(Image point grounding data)
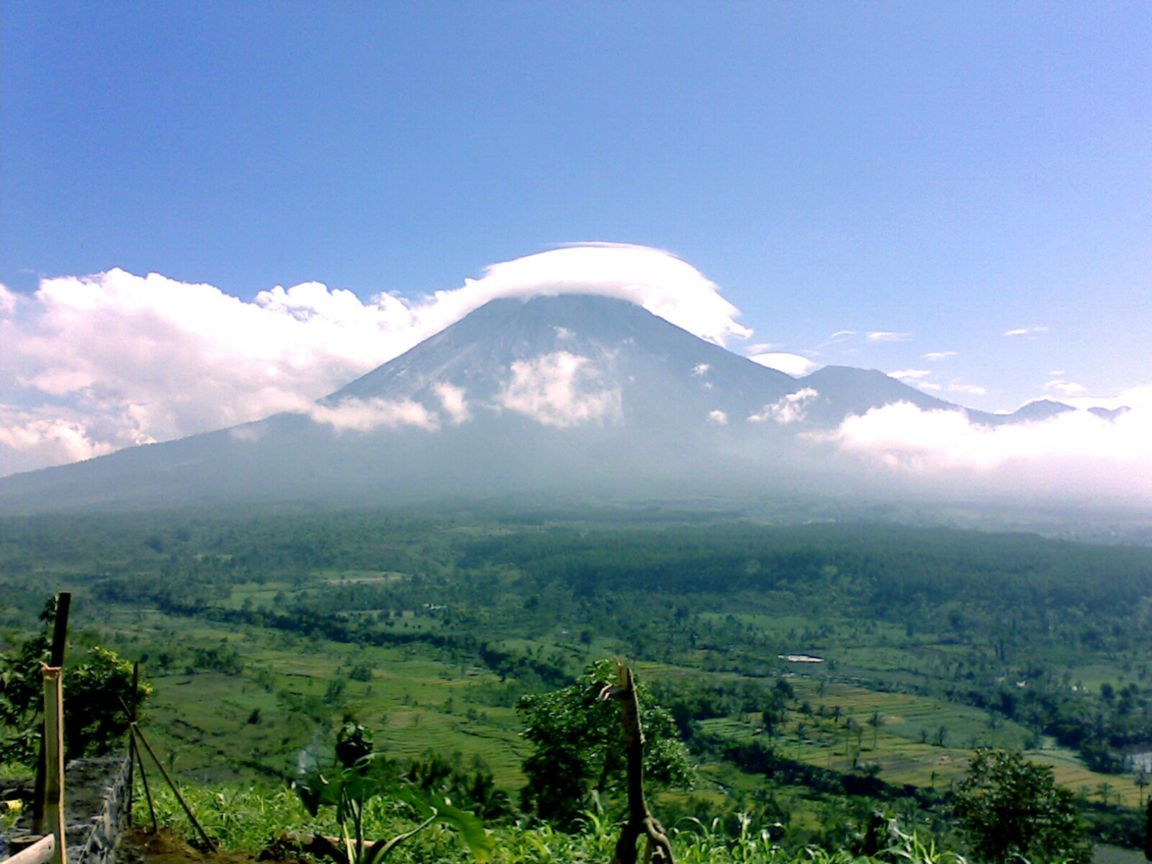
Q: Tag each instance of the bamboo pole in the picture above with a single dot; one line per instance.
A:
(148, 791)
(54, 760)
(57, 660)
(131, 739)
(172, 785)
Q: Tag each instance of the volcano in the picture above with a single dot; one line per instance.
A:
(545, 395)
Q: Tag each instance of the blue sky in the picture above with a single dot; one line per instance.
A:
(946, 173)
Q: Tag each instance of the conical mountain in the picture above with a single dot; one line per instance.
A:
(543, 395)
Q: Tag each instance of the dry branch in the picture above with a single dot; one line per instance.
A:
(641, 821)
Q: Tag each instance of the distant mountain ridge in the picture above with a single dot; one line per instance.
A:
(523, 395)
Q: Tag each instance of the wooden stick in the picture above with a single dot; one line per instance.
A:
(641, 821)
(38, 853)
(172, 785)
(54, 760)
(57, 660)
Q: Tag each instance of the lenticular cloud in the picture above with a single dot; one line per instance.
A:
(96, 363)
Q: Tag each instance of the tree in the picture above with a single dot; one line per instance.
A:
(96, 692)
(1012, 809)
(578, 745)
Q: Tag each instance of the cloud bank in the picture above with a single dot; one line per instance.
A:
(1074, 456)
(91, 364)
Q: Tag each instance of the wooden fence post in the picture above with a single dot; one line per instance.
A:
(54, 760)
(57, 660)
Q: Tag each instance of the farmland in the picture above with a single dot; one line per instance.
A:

**THE TASK:** Where a line of the data contains "cloud", copy that line.

**OUTPUT OF THE TASK:**
Q: Tag each instance of the lenticular cloud in the picture above with a single dot; one line per instance.
Q: Tag each instance of the cloud bank in the picture above with a single dot; one line per instance.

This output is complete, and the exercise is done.